(Record extracts begins)

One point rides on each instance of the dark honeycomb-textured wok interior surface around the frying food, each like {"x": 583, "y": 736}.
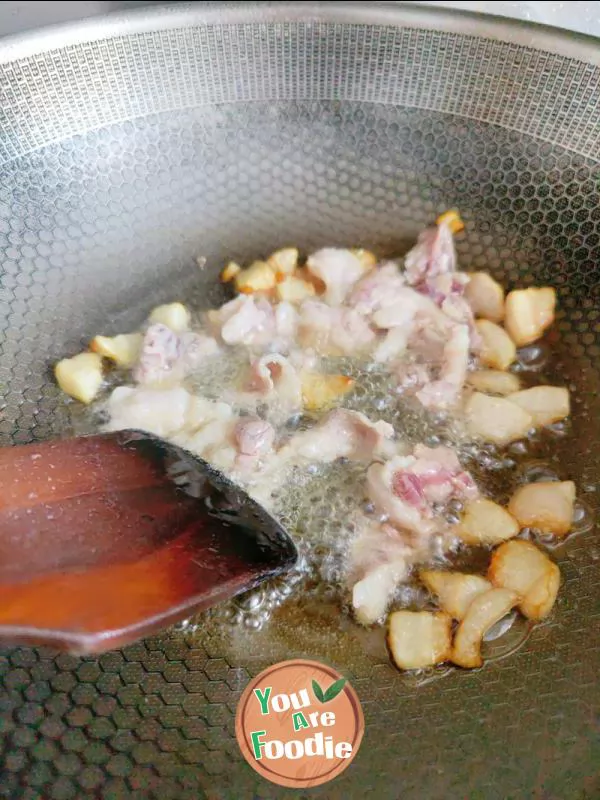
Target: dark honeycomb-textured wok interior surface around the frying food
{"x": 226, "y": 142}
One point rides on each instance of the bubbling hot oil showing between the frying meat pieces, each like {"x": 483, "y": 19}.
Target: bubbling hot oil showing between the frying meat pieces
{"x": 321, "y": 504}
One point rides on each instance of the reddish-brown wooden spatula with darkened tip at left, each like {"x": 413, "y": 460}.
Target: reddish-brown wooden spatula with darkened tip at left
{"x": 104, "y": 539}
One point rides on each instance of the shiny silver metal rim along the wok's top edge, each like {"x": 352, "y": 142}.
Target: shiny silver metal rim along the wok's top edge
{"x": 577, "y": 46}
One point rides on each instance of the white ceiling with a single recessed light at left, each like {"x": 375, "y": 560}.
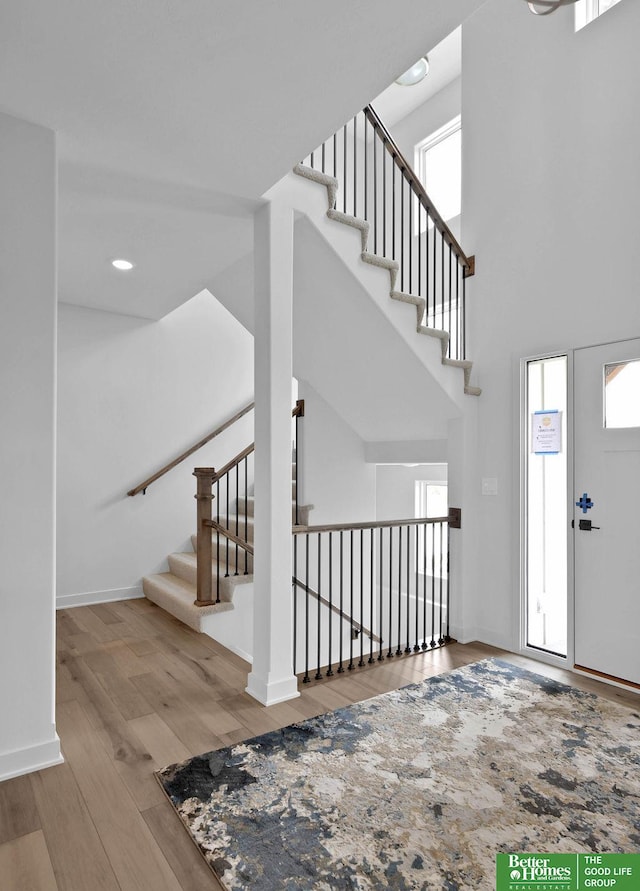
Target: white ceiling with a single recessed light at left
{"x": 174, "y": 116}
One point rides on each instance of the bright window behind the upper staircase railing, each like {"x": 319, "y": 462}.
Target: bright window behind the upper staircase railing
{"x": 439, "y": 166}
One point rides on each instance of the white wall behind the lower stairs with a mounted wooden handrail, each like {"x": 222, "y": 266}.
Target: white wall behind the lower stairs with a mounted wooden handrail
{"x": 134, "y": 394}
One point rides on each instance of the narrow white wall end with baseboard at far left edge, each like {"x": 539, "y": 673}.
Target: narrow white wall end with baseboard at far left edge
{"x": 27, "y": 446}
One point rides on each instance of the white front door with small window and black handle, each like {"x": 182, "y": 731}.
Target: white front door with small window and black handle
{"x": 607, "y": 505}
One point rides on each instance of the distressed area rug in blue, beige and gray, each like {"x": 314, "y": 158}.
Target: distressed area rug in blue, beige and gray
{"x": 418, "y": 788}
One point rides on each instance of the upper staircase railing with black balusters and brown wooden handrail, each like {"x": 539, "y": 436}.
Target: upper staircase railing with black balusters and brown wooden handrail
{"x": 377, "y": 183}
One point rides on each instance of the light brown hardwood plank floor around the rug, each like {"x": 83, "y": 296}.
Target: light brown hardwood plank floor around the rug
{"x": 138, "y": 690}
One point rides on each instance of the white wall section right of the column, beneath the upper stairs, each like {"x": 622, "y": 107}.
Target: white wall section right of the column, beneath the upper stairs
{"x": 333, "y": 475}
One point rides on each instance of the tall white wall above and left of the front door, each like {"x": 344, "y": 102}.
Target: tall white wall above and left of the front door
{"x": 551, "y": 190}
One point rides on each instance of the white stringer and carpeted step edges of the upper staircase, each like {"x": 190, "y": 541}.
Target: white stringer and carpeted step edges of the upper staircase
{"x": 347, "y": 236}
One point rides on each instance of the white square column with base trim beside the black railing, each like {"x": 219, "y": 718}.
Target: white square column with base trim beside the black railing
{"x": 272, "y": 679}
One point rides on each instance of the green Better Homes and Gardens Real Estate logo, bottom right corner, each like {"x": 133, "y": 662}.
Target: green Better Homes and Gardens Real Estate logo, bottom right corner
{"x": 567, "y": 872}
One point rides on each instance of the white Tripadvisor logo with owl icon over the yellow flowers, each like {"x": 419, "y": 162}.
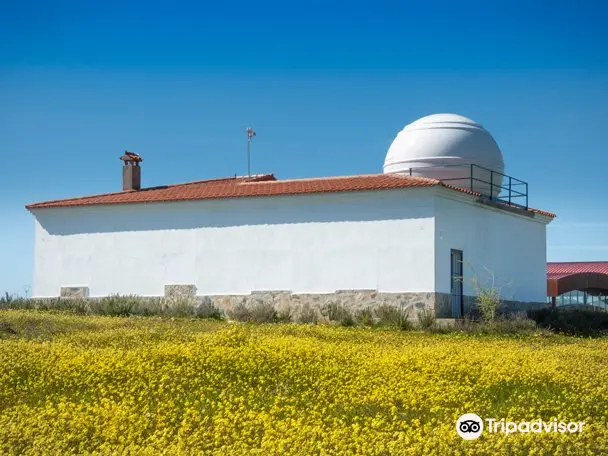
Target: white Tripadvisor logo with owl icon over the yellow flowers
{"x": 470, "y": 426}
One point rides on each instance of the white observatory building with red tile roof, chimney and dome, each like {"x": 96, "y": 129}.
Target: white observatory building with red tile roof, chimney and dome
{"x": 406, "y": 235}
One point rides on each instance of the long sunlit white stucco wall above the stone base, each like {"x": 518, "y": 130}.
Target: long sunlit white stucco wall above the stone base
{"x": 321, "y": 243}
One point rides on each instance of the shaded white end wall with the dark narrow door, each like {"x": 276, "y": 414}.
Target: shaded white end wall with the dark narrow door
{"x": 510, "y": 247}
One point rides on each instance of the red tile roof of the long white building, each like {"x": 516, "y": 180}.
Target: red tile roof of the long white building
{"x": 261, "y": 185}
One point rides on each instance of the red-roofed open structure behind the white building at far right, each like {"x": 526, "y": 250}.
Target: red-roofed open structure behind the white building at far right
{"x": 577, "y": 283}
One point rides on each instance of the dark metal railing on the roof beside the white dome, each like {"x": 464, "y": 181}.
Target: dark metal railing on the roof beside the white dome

(Record extracts ends)
(Record extracts begins)

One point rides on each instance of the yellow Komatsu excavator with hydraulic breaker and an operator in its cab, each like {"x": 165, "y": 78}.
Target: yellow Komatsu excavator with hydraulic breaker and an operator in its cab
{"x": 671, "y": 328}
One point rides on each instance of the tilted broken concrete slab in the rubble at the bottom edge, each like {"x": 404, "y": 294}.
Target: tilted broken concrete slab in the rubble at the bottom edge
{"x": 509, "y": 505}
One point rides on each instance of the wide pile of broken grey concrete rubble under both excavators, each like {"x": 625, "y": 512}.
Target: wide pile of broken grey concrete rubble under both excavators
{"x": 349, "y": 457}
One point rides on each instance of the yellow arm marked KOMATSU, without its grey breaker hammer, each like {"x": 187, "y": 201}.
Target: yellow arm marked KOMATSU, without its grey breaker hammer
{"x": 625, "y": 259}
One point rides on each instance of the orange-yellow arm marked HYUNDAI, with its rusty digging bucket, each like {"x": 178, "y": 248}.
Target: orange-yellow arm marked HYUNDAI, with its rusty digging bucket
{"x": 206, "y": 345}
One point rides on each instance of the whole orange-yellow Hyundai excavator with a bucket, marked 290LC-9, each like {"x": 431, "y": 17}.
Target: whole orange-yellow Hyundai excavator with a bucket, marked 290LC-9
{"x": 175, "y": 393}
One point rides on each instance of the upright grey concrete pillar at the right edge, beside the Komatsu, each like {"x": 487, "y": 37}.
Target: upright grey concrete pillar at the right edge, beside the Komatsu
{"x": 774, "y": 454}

(Record extracts ends)
(Record extracts begins)

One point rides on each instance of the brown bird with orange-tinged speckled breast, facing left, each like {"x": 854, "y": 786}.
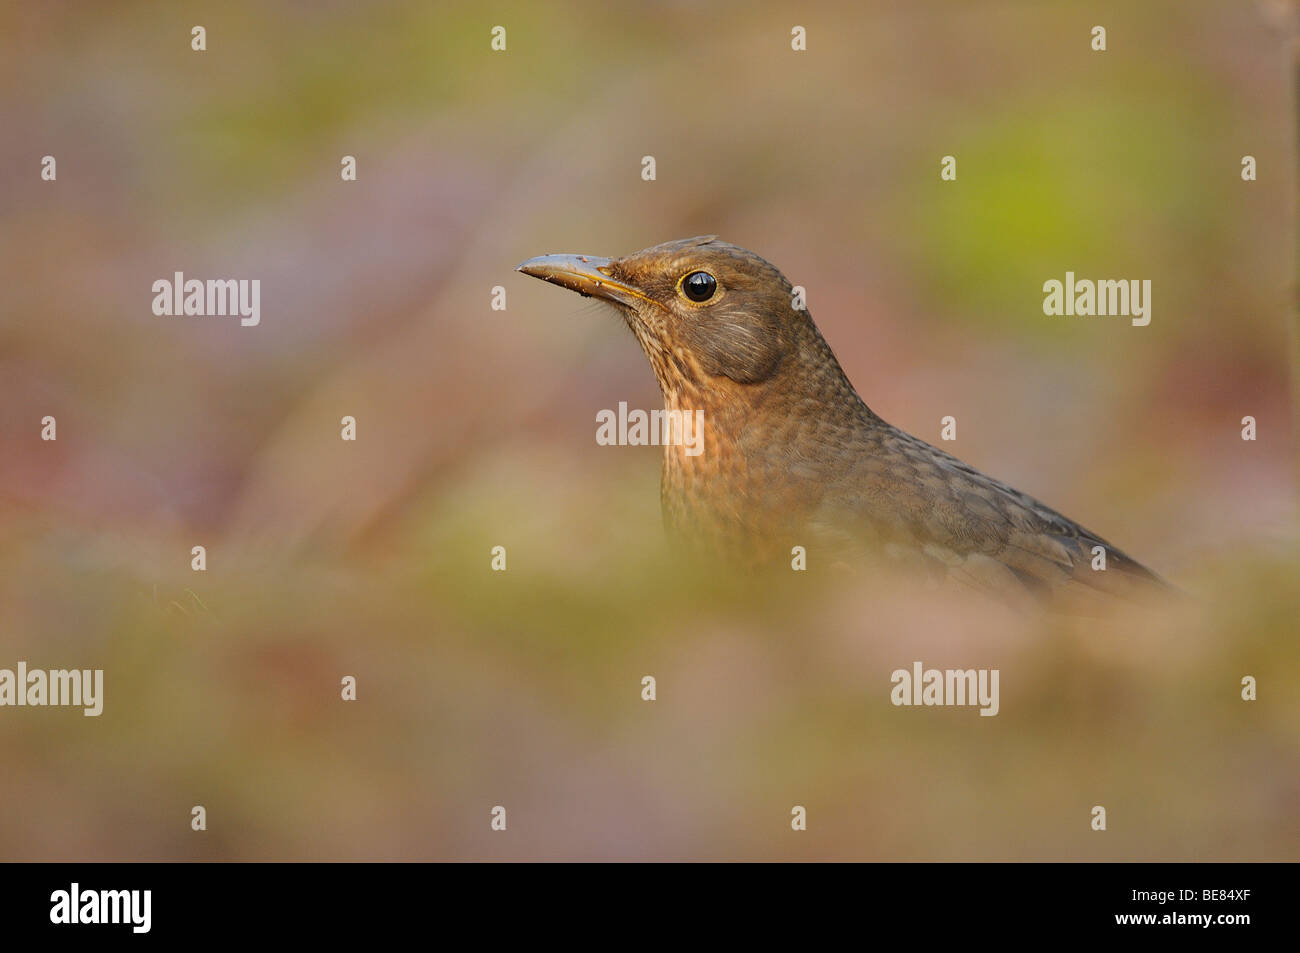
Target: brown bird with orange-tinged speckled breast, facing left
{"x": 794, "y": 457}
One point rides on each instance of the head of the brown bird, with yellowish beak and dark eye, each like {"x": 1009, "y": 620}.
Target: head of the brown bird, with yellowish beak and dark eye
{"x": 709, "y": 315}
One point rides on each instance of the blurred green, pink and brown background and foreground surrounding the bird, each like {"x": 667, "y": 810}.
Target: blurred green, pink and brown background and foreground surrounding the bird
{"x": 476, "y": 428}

(Record extracts ends)

→ Work required: Reproduce exactly the lines above from the line with "One point rides on each instance of the red tile" to the line with "Target: dark metal", including both, and add nothing.

→ Exercise output:
One point rides on each instance of the red tile roof of the long white building, each like {"x": 516, "y": 180}.
Target: red tile roof of the long white building
{"x": 261, "y": 185}
One point rides on each instance of the red-roofed open structure behind the white building at far right, each like {"x": 526, "y": 250}.
Target: red-roofed open structure behind the white building at far right
{"x": 577, "y": 283}
One point rides on each instance of the dark metal railing on the roof beside the white dome, each like {"x": 464, "y": 181}.
Target: dark metal railing on the roof beside the white dome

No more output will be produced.